» **Task material**
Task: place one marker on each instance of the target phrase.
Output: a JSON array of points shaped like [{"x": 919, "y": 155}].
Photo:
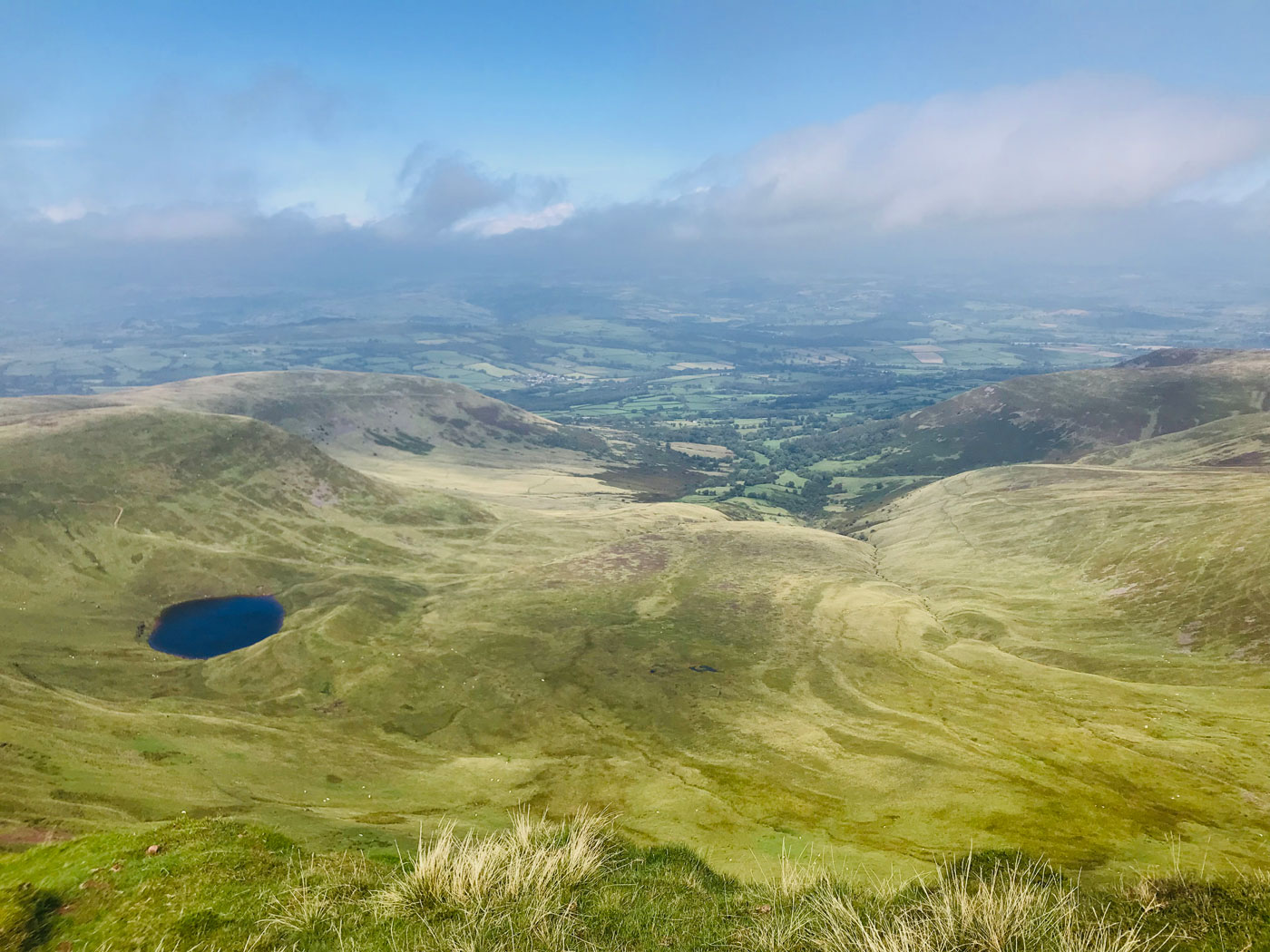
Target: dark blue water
[{"x": 207, "y": 627}]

» **Set problem**
Rewrite the records above as a JSON list of strings, with one string for each line and no blank lines. Leave out the pictures.

» **Written solution**
[
  "Task: place one marker on each instance of the target phrase.",
  "Output: a JSON array of points shaped like [{\"x\": 919, \"y\": 155}].",
  "Photo:",
  "Target: dark blue water",
  "[{\"x\": 207, \"y\": 627}]"
]